Records contained in a dataset
....................

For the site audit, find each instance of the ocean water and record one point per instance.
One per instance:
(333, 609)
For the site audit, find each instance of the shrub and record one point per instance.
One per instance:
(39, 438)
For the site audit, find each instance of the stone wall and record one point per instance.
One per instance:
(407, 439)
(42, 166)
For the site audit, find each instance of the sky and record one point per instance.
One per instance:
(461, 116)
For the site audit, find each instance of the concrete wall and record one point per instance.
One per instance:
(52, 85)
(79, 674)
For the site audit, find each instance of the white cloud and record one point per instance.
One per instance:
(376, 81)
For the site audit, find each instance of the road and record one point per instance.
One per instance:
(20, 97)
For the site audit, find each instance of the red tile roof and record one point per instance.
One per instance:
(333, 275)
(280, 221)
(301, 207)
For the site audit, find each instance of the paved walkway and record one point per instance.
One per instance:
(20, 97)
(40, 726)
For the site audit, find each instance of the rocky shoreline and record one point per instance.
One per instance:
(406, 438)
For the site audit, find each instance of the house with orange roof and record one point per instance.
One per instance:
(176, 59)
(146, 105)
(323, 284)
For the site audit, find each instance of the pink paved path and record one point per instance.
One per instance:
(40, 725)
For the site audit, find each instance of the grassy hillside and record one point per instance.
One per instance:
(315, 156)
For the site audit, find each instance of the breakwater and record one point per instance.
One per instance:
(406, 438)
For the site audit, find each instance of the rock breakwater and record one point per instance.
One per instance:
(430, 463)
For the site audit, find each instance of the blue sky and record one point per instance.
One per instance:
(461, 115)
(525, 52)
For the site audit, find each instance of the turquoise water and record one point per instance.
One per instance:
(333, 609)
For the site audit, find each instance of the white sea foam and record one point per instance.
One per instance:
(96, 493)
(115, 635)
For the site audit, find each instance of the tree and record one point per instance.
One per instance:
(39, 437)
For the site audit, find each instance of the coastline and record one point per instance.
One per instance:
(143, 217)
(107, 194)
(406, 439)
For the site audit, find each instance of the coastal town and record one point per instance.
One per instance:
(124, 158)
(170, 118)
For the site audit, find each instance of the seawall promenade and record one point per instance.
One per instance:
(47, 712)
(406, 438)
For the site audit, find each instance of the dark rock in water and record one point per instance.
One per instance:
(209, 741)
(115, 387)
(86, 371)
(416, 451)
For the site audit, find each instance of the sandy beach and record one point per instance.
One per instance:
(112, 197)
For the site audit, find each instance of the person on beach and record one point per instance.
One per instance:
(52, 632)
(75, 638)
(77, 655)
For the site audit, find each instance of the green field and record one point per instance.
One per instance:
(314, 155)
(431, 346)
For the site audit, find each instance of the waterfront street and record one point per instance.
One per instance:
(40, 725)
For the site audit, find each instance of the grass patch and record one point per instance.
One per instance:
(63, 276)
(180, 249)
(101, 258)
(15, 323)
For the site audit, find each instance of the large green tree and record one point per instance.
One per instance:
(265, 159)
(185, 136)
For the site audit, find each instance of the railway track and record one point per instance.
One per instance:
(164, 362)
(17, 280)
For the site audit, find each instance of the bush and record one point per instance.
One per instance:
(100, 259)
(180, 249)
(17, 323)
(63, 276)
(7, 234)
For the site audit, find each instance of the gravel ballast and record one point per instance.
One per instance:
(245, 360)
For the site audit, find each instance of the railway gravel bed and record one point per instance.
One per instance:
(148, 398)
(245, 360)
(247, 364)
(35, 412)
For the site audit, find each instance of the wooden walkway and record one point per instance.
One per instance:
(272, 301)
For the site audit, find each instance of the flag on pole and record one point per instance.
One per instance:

....................

> [EXERCISE DETAILS]
Print all entries again, exactly.

> [YOUR SOLUTION]
For the site audit, find each instance of the ocean water and record one point per instance.
One per instance:
(333, 609)
For the site audit, find each instance of the shrub and record one point per instance.
One per instance:
(39, 438)
For the site audit, find each instance of the stone wall and record one point per instance.
One per instance:
(407, 439)
(42, 166)
For the site audit, find each instance of the sky and record one point per instance.
One per instance:
(461, 116)
For the site audit, find each instance of the concrete wall and record one point per instance.
One per instance:
(52, 85)
(79, 674)
For the site audit, find each instance of the white cloud and record one point per instance.
One per instance:
(376, 81)
For the site audit, find each instance of the road and record one point per instance.
One per instance:
(20, 97)
For the site audit, find each instance of the red tile roof and record one point per instance.
One per instance:
(333, 275)
(280, 221)
(301, 207)
For the site audit, find each instance of the paved walkway and record one point per instance.
One per instance:
(20, 97)
(40, 726)
For the site audit, find each instance of the rocky shoreline and record one point per instance.
One per instance:
(406, 438)
For the site audit, find each instance of the house with orange roof and record one point per instance.
One per instance:
(176, 59)
(146, 105)
(323, 284)
For the site audit, find each instance of the pink paved path and record one point per instance.
One per instance:
(40, 725)
For the site audit, find each instance of the grassy hillside and record one point per instance.
One per instance:
(315, 156)
For the site audit, find each instance of the breakwater and record one point per instance.
One per instance:
(406, 438)
For the site audit, find each instance of the rock breakwater and record one point per instance.
One per instance:
(430, 463)
For the site audit, find each instance of the blue sky and record one point per instance.
One per instance:
(461, 115)
(525, 52)
For the site audit, find each instance of the turquoise water and record one point per instance.
One per instance:
(333, 609)
For the site audit, find each instance of the white sea foam and record one point per instance.
One per instance:
(96, 493)
(115, 635)
For the site audit, find each instance of the tree and record one point per instance.
One per instance:
(39, 437)
For the site audit, find each instance of the coastline and record one point per instance.
One per instance:
(143, 217)
(107, 194)
(406, 439)
For the site audit, find each instance of the coastal town and record one point per instance.
One per instance:
(124, 158)
(170, 118)
For the site audit, find each instance of the seawall promenade and record one point per instance.
One per instance:
(47, 712)
(406, 438)
For the site audit, find each instance of the dark rock in water and record one point per instance.
One per instance:
(209, 741)
(115, 387)
(86, 371)
(416, 451)
For the site audit, find each instance of the sandy beach and record one point per instance.
One per instance:
(112, 197)
For the site audit, find each instance of the person on beach and record one point per instance.
One per instance:
(52, 632)
(75, 638)
(77, 655)
For the site audit, find each instance of the green field and record one point per instance.
One per instance:
(314, 155)
(431, 346)
For the site audit, find each instance of the waterfront street and record one point per instance.
One per instance:
(40, 725)
For the site audit, find each instance of the grass patch and record one point per instance.
One per instance:
(63, 276)
(180, 249)
(101, 258)
(15, 323)
For the site audit, find each instance of the large green tree and record one point per instance.
One per instance:
(265, 159)
(185, 136)
For the site audit, find each instance of the railway track and record one point per instance.
One per instance:
(164, 362)
(17, 280)
For the site audit, find each instance of the bush and record one point per instance.
One per instance:
(100, 259)
(180, 249)
(17, 323)
(63, 276)
(7, 234)
For the site audit, find each instance of the gravel ballast and record one point per instance.
One per instance:
(245, 360)
For the site audit, find each instance of the railway gravel bed and record one point per instance.
One per instance:
(148, 398)
(245, 360)
(247, 364)
(35, 412)
For the site audit, find each instance of the wooden walkway and record one point per instance.
One per instance:
(272, 301)
For the site audit, find each instance of the flag on pole and record one point per instance.
One per instance:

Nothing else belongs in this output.